### EXERCISE BRIEF
Here are the records. Print them all exactly.

Stored records
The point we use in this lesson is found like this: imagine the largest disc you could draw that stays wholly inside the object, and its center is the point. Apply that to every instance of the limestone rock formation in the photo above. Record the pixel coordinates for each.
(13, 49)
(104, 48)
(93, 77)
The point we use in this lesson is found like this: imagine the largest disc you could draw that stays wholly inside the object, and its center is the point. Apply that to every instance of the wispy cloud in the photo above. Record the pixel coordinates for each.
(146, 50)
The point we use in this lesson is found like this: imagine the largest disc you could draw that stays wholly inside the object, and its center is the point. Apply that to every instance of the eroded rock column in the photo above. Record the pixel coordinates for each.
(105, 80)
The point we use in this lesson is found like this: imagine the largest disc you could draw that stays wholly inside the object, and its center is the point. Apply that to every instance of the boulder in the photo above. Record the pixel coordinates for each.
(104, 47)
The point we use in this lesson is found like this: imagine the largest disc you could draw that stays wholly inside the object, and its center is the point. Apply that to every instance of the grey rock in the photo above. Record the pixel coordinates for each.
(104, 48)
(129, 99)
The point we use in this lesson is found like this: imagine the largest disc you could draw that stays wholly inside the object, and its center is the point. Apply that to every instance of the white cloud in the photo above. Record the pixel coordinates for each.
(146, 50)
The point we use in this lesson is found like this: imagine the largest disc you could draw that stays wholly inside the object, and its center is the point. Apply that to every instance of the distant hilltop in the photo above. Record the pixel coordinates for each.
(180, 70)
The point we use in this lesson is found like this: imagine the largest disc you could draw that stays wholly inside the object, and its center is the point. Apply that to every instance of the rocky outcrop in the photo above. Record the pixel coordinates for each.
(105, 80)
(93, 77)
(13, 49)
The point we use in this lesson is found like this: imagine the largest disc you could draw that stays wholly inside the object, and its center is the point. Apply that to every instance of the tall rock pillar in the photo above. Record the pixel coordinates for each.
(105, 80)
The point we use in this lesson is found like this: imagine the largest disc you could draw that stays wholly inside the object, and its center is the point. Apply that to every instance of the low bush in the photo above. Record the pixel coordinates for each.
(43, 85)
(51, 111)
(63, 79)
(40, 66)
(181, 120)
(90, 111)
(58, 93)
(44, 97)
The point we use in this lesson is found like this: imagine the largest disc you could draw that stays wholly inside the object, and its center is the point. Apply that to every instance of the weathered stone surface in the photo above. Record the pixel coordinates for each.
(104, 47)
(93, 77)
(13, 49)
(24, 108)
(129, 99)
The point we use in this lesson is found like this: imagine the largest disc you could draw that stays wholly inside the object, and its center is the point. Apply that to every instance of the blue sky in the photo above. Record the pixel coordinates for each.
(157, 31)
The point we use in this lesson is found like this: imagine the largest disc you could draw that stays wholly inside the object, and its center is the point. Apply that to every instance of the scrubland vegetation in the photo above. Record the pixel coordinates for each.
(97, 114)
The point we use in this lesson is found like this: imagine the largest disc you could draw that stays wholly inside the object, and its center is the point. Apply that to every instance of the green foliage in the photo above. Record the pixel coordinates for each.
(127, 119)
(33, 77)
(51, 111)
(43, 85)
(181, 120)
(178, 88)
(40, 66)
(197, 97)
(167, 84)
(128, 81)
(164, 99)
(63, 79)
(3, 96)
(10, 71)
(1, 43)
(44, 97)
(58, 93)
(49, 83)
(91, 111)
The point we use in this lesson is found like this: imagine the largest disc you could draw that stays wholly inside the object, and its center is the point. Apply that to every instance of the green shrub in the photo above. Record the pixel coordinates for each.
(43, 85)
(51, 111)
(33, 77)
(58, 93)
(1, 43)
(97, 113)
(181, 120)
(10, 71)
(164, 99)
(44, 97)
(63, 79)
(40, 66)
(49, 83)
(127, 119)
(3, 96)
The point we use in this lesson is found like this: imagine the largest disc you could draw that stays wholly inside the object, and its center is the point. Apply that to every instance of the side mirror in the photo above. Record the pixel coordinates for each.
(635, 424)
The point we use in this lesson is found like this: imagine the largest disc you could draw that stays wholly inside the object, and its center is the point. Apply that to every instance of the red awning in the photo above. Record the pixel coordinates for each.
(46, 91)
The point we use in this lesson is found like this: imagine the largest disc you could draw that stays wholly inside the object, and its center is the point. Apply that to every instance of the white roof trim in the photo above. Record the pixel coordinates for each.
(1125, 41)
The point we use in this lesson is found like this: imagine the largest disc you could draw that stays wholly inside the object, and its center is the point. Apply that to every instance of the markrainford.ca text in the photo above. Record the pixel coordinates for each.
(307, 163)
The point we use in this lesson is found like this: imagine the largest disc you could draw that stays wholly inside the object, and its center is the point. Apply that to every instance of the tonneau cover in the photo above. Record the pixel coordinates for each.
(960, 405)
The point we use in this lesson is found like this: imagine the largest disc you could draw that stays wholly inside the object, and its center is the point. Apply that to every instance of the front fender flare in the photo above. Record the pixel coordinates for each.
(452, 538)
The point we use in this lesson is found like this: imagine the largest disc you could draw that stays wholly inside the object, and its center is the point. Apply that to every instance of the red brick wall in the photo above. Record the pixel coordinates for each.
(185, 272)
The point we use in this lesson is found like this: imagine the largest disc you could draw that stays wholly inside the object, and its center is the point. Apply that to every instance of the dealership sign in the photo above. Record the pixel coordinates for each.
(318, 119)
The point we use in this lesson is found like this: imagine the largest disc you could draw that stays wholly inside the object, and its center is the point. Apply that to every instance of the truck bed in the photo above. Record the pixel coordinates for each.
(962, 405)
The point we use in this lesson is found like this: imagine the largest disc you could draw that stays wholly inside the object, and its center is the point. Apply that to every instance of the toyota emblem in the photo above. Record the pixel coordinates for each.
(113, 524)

### RESULT OF THIS TASK
The point we use in this lesson is found like this: imagine the largest disc you could draw that stays wholly inside the object, and its center is the point. Apply that to every instance of the limestone rock formation in the photo above. Record the pixel coordinates for each.
(13, 49)
(104, 48)
(93, 77)
The point we use in this lesson is found like this: imagine the largest disc you could draw that stays wholly inside the object, and its center is the point. Apply that to every instance of the wispy cloud in the photo above. Record the pixel coordinates for each.
(146, 50)
The point we use in this lesson is found like this: imagine the largest disc you could draw that stays wholly inside the object, and its center is the point. Apply that to every instance of the eroded rock column in the photo above. Record the pixel coordinates for each.
(105, 80)
The point we use in this lesson is found like this: imagine the largest disc you could draw that stays wholly inside the object, and its center is the point. Apply that to every instance of the boulder in the photo above. Record the pixel coordinates for each.
(104, 47)
The point we use in this lesson is found like this: imagine the largest disc you could draw that stays wholly inside the object, and its center is the point. Apply that to every instance of the grey rock in the photo above. Record the pixel coordinates for each.
(104, 48)
(129, 99)
The point we use in this lesson is found like this: imagine the largest disc you could draw that stays wholly inside the object, and its center is the point. Apply that to every instance of the white cloud in the photo above. Record the pixel coordinates for each.
(146, 50)
The point we use in this lesson is found like this: imagine the largest disc you could draw that stays wholly inside the object, and its center is the point. Apply that to every instance of the distant hilltop in the photo above. Record the pixel coordinates for each.
(180, 70)
The point we use in this lesson is found like this: imagine the largest disc you could draw that stays wholly inside the object, and its center is the point. Apply that to every instance of the rocky outcrop in the photo above. Record the pixel coordinates for each.
(105, 80)
(93, 77)
(13, 49)
The point we use in this lesson is found like this: imagine the largest disc you could draw that stays wholly inside the object, and its center is the point. Apply that to every instance of the tall rock pillar in the photo above. Record the pixel coordinates for each.
(105, 80)
The point we use in this lesson is found like this: imagine the largest disc you could draw that stays wholly inside the object, and its center is the point. Apply that to every instance of the low bush in the photo above. Record the pixel coordinates for each.
(43, 85)
(51, 111)
(63, 79)
(40, 66)
(181, 120)
(90, 111)
(58, 93)
(44, 97)
The point we use in this lesson is found like this: imagine the largest disc you could draw that stays wholly inside the object, and its center is the point. Apply that to every instance of the weathered stone surface in the photo above. Record the pixel coordinates for each.
(104, 47)
(93, 77)
(13, 49)
(24, 108)
(129, 99)
The point we use in this lesson is found like this: imagine the largest disc you could draw that stays wholly inside the object, and its center is the point. Apply that to every instance of the blue sky in the photo above. Record the pixel coordinates for each.
(157, 31)
The point we use in this lesson is found like this: imagine the largest disc you could draw that stays wholly inside the object, and its center is the point. Apply that to every instance of the scrubland vegetation in the photo above. Record the pixel coordinates for each.
(97, 114)
The point we use in this lesson is found like this: imagine the largest disc you could draw that stays wholly inside the object, and its center is the point. Apply that to every instance of the green foliage in the photo above. Record the pixel coordinates for each.
(127, 119)
(33, 77)
(51, 111)
(43, 85)
(181, 120)
(178, 88)
(40, 66)
(197, 97)
(167, 84)
(128, 81)
(164, 99)
(63, 79)
(3, 96)
(10, 71)
(1, 43)
(44, 97)
(58, 93)
(49, 83)
(91, 111)
The point we use in this lesson is found like this: imagine the largest disc you could draw that stays wholly inside the object, and its center is the point. Apply that to every instance of the green shrub in the photo above. Record the pixel coordinates for each.
(43, 85)
(51, 111)
(33, 77)
(58, 93)
(1, 43)
(97, 113)
(181, 120)
(10, 71)
(164, 99)
(44, 97)
(63, 79)
(40, 66)
(49, 83)
(127, 119)
(3, 96)
The point we use in this lesson is found like this: imagine the largest disc you could draw that stays wholly inside the object, and its center is the point. Apply that to every instance of the side mirror in the photo above. Record the pixel coordinates for each.
(635, 424)
The point we use in this lesson is found like this: imagine the largest disc you could draw that stays wholly inside the object, and its center is the point. Apply that to every instance of the red awning in the photo above. Record the pixel coordinates for each.
(46, 91)
The point we use in this lesson is found like this: imagine the largest disc you could draw that stays wholly inside the object, and its center is the point. Apply that to every instance of the white roof trim in the photo above. Record the pixel coordinates for each.
(1125, 41)
The point we use in this lesson is found like this: imagine the largest disc you could draw that stays wholly inside the object, and its center is the point. Apply that to every instance of the markrainford.ca text in the photo above. Record the pixel coordinates for each.
(307, 163)
The point we use in this lesson is found like this: imagine the largest disc you could draw that stays wholly inside the object, and its center is the point. Apply that to every instance of the tonneau cover in the photo above. Record the pixel coordinates for each.
(960, 405)
The point we use in this lesson is found like this: imagine the largest disc you could draw that stays wholly inside the object, and its center is the point. Apply that to every instance of the front fender flare in the photo above. Record the pixel coordinates for each.
(452, 538)
The point we use in this lesson is found like this: imagine the largest disc you could draw that stays wholly inside the object, and its center is the point. Apply that to every instance of the red brick wall in the photo above. Record the pixel coordinates for each.
(185, 272)
The point we use in this lesson is found like this: imagine the largest disc you could draw that stays wholly inside the object, and its center is the point. Apply that to every instance of the dealership sign in the photo above. Record the pixel coordinates for each.
(318, 119)
The point we use in this lesson is found like this: imagine the largest disc you could draw that stays wholly inside the object, and its center is the point. Apply that to every instance of the truck bed in the photo above. Record the pixel coordinates for each.
(962, 405)
The point we use in this lesson is found like this: imagine the largest disc you could draw that stays wholly inside the object, and its center is the point. Apply that to every instance of the toyota emblem in the photo above. Record the pixel coordinates for each.
(113, 524)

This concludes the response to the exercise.